Examples of labeling with points
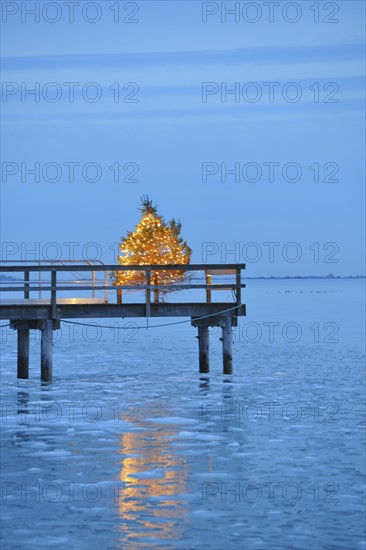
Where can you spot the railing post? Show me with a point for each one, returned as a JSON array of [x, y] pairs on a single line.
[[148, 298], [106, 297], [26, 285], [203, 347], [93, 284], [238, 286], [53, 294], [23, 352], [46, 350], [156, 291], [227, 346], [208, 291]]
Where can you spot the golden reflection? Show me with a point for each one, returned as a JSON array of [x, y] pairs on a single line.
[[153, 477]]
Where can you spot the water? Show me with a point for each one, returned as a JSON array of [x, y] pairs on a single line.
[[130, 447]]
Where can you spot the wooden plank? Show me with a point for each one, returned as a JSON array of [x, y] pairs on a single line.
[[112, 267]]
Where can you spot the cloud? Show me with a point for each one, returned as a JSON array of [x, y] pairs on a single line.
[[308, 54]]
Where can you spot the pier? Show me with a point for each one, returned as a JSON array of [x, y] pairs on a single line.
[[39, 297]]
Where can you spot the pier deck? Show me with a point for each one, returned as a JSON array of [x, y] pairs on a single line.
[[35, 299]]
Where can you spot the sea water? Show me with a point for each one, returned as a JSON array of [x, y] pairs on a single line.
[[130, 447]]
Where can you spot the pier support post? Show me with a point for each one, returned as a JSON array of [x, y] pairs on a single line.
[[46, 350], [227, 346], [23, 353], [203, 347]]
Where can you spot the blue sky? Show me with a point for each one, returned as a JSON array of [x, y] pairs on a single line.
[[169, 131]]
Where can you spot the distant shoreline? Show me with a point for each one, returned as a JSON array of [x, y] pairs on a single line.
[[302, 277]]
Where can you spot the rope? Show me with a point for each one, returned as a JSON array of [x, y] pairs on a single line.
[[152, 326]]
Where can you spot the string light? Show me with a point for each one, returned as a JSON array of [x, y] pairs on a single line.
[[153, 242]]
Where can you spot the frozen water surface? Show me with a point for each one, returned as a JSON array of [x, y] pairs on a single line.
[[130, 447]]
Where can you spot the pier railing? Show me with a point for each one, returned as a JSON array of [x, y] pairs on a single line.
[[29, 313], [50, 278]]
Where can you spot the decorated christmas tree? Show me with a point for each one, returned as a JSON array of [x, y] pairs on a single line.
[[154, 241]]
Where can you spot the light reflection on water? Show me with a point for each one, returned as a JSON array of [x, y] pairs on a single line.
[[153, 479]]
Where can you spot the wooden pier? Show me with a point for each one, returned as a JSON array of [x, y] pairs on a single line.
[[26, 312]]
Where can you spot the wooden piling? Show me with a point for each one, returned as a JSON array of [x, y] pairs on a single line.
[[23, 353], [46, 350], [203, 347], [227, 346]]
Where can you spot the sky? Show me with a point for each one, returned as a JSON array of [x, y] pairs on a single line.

- WHAT IS NEEDED
Rewrite every line of the material above as a numbered list, skipping blank lines and leaving out the pictures.

- REPLY
1. Where can you spot the railing post? Show me with a point for each one, returned as a JSON array of [x, y] pairs on a single line.
2. [[148, 298], [106, 297], [26, 285], [203, 347], [93, 284], [238, 286], [53, 294], [23, 352], [46, 350], [156, 291], [227, 346], [208, 291]]
3. Where can you spot the golden reflection? Show me with a point for each one, returned as a JSON array of [x, y] pairs on a single line.
4. [[153, 477]]
5. Where can you spot the water? Show me with a point for each one, returned as a JSON array of [x, y] pairs on a single line.
6. [[130, 447]]
7. Where can you spot the wooden plank? Show me with a point for each one, returned as a JSON array of [x, y] pairs on a single line.
8. [[112, 267]]
9. Where can you spot the cloud? Show me with a point for each one, returned as a JSON array of [x, y] pairs on a single line.
10. [[308, 54]]
11. Where can you spot the pier? Show me with a point for each one, returned as a JSON array of [x, y] pairs on a single line.
12. [[39, 297]]
13. Where can you spot the pier deck? Show me with a point for each one, returned as a JSON array of [x, y] pairs on a single line.
14. [[35, 299]]
15. Where can you spot the sea water? Show me with a point for each one, returned as a JSON array of [x, y] pairs on a single line.
16. [[130, 447]]
17. Where can you spot the pier support post? Show me with a point for each one, returned as a JSON array of [x, y] pairs on a single line.
18. [[46, 350], [227, 346], [23, 353], [203, 347]]
19. Where can you spot the blue sky? Show me with a point for each one, returned as a JSON array of [x, y] pairs on a single line.
20. [[169, 131]]
21. Where can you spot the distant shoreline? Show me with a point for each one, returned as a JSON array of [x, y] pairs on a single line.
22. [[302, 277]]
23. Where can you spot the rope? Show me with a point for each one, returned as a JSON array of [x, y] pairs on a single line.
24. [[152, 326]]
25. Where can you spot the string light? Show me with a point for each one, returned as a JSON array of [x, y] pairs on a single line.
26. [[153, 242]]
27. Where can you spot the frozen water surface? Show me with a point for each one, returned as a JSON array of [x, y] pairs on a single line.
28. [[130, 447]]
29. Where can you spot the pier railing? Show me with a point for each one, returned as a JSON array of [x, y] pairs on a single line.
30. [[29, 313], [50, 278]]
31. Where can you spot the decorated christmas tree? Show me with a point for each one, returned as a JSON array of [x, y] pairs on a single line.
32. [[154, 241]]
33. Where can you spot the light reflection on water? Show me with a point for each one, returned as a JSON array of [x, y] pairs on a single line.
34. [[153, 479]]
35. Where can you spot the wooden pier? Show me with a point for each one, returned as a JSON array of [x, y] pairs on a single line.
36. [[26, 312]]
37. Where can you spot the wooden piling? Show me with a point for each one, returned as a JSON array of [x, y] pairs on a single line.
38. [[23, 353], [46, 350], [203, 347], [227, 346]]
39. Where can you spot the sky? Show me with a point for each one, returned as a JSON array of [x, y] pairs on a single line.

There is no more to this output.